*TASK LIST*.
A. In the Lezyne pump gauge post, rewrite the stretch from "Well, it turns" through "it was new!", putting "thread sealant" in place of "pipe dope".
B. Continue the Lezyne pump gauge post from its final sentence.

*SOURCE DOCUMENT*.
# Lezyne floor drive pump pressure gauge info



## DennisF (Nov 4, 2011)

I am posting this so I have it for future reference, and in case anyone else has Lezyne gauge issues and has thoughts about replacing the gauge.

The gauge on my new Lezyne HV dirt drive floor pump failed a week after I got it. Lezyne promptly sent me a replacement.

The gauge threads are glued into the pump, so it is necessary to demolish the old gauge to remove it. http://lezyne.com/download/manuals/FLOOR-PUMP-GUIDE.pdf

I wanted to be able to remove the new gauge without demolishing it, so I used pipe dope on the threads instead of the provided threadlocker, and snugged it down finger-tight. The dial is at a crazy angle, but I don't care about that.

The replacement failed after less than a year -- or so I thought. I left it in my van, and after a cold morning, the movement was sluggish. Warming it up did not help.

So I was planning to get a generic industrial-grade replacement gauge. I had kept the old one and used it to match threads on a replacement. No one had ever seen that size thread.

I contacted Lezyne via their web site. They responded promptly via email, advising me that the threads are M8 x .75mm, and 7mm of depth, and offered to replace the gauge yet again at no cost. However, I was disinclined to install yet another Lezyne gauge.

I was unable to find a gauge with that threading, so was planning to drill and tap it to take 1/8" NPT -- there are plenty of gauges that size available.

Well, it turns out that the gauge was not actually defective. I unscrewed it and found that I had been sloppy with the pipe dope, and it had partially plugged the hole leading to the gauge. I cleand it up. While I was at it I disassembled it and lubed the mechanism with slight amounts of Finish Line Stanchion lube (DuPont Fluoro oil). It is now working perfectly and smoother than when it was new!

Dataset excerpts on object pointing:
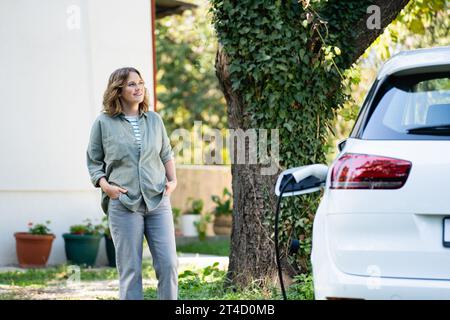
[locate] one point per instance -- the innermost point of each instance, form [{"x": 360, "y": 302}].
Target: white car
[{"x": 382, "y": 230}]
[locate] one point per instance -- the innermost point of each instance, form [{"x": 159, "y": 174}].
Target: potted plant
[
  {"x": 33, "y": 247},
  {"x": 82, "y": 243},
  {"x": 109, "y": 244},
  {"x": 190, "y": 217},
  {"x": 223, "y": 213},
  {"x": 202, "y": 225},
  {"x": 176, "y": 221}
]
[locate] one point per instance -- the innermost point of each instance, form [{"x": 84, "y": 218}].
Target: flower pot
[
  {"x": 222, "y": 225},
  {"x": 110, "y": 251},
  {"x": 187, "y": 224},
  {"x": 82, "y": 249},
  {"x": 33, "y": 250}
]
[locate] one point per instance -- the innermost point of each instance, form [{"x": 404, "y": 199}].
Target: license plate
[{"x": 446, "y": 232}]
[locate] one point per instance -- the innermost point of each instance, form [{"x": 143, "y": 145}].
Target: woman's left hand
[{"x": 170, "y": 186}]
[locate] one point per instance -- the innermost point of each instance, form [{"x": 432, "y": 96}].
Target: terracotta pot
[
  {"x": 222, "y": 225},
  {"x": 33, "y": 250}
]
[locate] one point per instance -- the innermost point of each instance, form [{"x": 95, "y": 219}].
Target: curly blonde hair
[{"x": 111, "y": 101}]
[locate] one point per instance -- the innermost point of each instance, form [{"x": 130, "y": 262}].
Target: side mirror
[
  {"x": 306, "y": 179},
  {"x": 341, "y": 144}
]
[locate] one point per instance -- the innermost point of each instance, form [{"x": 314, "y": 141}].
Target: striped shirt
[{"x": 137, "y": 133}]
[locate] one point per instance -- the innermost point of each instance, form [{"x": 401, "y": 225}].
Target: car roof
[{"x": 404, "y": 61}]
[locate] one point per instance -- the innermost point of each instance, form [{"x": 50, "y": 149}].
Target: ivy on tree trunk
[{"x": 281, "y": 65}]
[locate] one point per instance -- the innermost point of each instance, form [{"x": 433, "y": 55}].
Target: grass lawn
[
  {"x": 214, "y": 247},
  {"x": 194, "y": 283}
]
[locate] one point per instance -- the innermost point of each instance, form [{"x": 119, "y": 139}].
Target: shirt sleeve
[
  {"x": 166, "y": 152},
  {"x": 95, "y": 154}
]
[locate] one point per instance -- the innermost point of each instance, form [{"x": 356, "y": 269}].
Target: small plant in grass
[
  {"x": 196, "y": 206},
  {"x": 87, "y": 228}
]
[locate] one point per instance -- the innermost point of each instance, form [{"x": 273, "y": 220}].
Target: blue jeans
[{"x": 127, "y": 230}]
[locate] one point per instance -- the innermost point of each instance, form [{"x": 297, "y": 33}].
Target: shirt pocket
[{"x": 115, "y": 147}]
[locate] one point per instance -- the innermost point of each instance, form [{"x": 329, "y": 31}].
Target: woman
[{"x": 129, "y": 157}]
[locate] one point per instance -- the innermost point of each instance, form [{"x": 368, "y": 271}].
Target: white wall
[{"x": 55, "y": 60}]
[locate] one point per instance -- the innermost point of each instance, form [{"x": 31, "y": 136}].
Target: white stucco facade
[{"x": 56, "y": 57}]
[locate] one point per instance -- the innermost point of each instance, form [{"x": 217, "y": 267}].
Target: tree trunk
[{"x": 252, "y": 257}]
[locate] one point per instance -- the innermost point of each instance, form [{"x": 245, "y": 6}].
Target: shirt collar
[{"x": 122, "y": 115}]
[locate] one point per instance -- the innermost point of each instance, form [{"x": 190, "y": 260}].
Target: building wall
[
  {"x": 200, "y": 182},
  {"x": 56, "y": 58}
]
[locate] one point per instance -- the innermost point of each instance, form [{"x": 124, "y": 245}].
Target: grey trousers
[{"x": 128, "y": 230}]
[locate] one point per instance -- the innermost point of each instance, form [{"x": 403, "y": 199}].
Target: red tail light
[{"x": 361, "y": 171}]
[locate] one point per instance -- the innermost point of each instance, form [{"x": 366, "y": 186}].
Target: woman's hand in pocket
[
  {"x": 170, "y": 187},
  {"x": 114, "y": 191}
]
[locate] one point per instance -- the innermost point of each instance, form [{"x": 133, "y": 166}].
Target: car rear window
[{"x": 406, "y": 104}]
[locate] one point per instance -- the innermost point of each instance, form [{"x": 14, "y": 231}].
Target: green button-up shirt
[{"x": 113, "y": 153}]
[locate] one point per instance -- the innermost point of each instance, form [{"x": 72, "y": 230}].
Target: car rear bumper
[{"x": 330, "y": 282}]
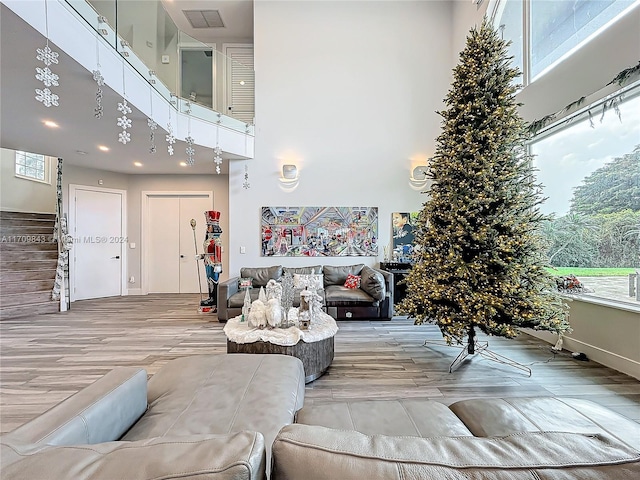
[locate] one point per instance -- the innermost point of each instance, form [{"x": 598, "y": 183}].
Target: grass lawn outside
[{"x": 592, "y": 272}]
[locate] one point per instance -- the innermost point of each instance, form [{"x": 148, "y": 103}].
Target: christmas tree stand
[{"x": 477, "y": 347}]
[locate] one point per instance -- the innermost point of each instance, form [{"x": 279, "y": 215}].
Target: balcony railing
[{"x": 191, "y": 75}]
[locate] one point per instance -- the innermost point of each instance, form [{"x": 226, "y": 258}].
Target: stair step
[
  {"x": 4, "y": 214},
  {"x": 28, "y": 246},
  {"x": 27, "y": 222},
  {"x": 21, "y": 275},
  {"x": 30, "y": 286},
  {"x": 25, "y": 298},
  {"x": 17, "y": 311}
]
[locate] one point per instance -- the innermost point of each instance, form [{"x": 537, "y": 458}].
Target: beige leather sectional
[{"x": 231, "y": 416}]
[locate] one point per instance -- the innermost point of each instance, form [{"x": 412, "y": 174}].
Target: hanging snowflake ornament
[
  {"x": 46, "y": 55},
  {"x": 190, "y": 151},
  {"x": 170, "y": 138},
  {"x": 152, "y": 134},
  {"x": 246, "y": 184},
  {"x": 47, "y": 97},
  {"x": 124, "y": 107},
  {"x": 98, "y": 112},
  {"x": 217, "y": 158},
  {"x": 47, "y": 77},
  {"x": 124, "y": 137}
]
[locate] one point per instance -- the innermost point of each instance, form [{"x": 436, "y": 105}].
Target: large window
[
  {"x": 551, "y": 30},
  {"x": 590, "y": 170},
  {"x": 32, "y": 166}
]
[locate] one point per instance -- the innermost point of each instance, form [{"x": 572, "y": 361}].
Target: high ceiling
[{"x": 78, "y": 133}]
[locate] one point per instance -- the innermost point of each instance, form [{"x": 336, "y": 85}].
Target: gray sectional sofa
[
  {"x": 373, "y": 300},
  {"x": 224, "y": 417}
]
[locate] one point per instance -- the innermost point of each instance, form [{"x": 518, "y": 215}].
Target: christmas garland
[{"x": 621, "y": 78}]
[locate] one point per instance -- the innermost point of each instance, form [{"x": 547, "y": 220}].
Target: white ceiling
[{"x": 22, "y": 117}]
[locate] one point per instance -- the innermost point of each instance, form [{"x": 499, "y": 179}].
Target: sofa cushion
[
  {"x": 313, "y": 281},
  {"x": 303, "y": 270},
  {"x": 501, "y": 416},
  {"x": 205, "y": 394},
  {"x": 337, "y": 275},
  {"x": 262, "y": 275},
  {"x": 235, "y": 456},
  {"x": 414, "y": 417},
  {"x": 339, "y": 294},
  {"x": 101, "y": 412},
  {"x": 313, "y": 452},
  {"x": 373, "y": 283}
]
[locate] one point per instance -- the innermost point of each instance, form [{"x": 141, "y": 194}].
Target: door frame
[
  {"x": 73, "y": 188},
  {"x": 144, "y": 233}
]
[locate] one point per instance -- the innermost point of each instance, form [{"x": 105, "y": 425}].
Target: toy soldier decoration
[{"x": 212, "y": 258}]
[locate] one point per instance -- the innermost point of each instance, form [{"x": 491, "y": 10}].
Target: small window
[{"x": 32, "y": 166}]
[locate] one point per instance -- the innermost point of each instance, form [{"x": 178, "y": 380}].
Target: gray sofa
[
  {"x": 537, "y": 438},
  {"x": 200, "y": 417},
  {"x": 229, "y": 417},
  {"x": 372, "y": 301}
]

...

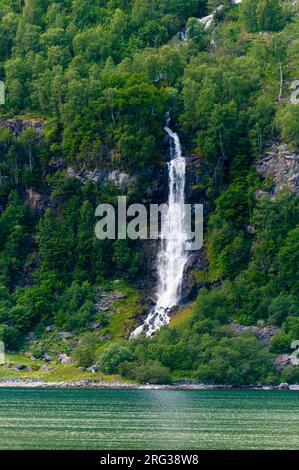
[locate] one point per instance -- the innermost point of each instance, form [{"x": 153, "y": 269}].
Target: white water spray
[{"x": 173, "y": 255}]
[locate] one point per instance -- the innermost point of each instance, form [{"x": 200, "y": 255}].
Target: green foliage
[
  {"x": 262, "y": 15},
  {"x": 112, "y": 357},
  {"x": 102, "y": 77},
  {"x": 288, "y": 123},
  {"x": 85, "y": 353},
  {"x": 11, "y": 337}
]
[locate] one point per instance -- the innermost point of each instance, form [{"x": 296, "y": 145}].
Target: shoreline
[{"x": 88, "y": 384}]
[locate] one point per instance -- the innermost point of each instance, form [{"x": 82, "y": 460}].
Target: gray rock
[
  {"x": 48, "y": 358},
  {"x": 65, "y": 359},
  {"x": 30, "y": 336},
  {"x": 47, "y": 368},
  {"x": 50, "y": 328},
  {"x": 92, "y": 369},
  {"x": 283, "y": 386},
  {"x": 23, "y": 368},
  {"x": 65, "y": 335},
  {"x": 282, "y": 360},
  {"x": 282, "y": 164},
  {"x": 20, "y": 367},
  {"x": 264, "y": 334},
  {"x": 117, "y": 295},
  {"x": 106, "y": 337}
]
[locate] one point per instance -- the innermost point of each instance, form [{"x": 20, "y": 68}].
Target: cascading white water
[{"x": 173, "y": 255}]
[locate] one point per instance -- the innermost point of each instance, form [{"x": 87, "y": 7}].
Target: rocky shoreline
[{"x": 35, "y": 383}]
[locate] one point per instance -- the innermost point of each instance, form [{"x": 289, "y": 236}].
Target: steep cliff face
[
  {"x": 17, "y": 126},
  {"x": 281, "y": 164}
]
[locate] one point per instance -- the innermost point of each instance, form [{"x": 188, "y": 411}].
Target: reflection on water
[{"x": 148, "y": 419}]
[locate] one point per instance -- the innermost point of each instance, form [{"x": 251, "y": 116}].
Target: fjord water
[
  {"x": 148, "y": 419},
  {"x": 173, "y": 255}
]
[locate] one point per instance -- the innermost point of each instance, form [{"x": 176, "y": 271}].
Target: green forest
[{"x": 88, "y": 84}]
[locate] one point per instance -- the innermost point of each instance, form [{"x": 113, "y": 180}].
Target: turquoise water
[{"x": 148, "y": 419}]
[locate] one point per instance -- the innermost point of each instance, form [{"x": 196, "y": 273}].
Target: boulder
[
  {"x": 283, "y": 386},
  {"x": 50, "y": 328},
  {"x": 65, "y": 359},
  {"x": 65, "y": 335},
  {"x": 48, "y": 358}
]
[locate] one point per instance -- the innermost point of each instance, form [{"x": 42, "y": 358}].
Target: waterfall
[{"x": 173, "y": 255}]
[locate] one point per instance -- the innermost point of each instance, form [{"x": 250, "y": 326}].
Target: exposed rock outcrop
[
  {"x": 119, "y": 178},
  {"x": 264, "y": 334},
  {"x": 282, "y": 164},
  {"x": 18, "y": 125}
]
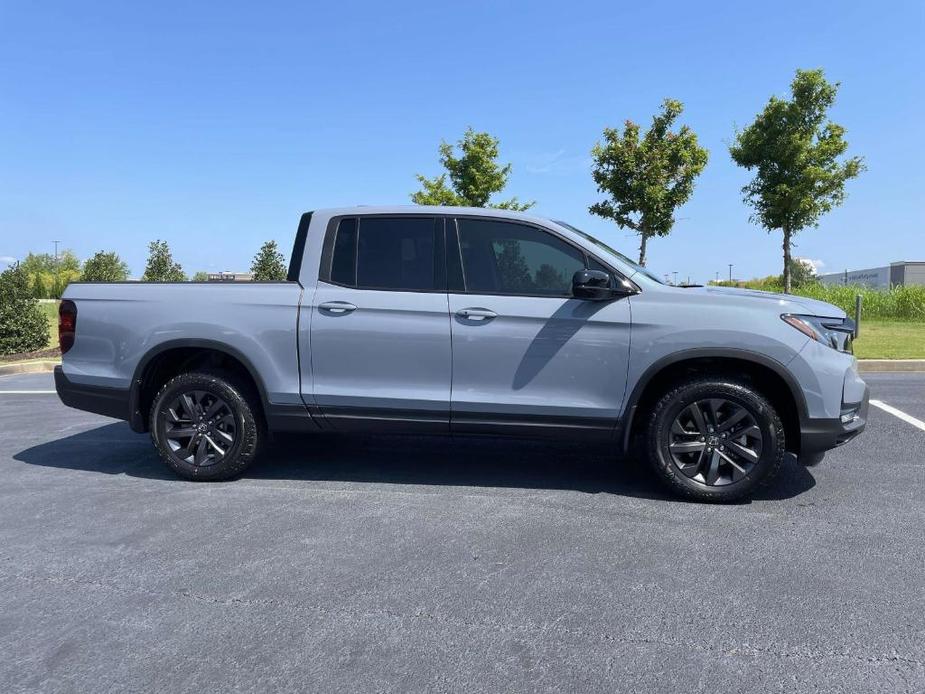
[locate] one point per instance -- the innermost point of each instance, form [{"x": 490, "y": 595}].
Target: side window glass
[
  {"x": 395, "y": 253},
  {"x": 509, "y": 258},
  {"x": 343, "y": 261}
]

*THE RESULTS*.
A.
Well, it turns out that the gauge was not actually defective. I unscrewed it and found that I had been sloppy with the thread sealant, and it had partially plugged the hole leading to the gauge. I cleand it up. While I was at it I disassembled it and lubed the mechanism with slight amounts of Finish Line Stanchion lube (DuPont Fluoro oil). It is now working perfectly and smoother than when it was new!

B.
FYI, the boss in the pump looks plenty big enough to drill out to 1/8NPT. I looked online and the drill size is 0.3390". 11/32" is closest fraction (0.3437"). The gauge opening in the body is just over 2.5".

Anyway, my ineptness aside, the supplied gauge is of apparently of better quality than I thought -- it has seen hard use for almost a year and shows no sign of quitting. If it lasts a few years I will have no problem buying a replacement gauge from Lezyne -- they aren't expensive.

GREAT pump, BTW!


----------



## customfab (Jun 8, 2008)

That's nice to know. I've had my dirt drive for 2 years of pro use and it's still running strong. I've often thought about replacing the gauge to something that goes to 100 or 120 psi so the pump could double for road use.


----------



## SpeedStarr (Jan 19, 2012)

Thanks for posting this. I just got this pump and am already having issues with the gauge.


----------



## DennisF (Nov 4, 2011)

You're most welcome.

What's it doing? My original one passed 70PSI while I was pushing down on the plunger, then snapped back to 0. I took it apart and it appears it wound past a rack gear. I was able to fix it actually, but not sure about the calibration.

Anyway, they'll send you another no problem.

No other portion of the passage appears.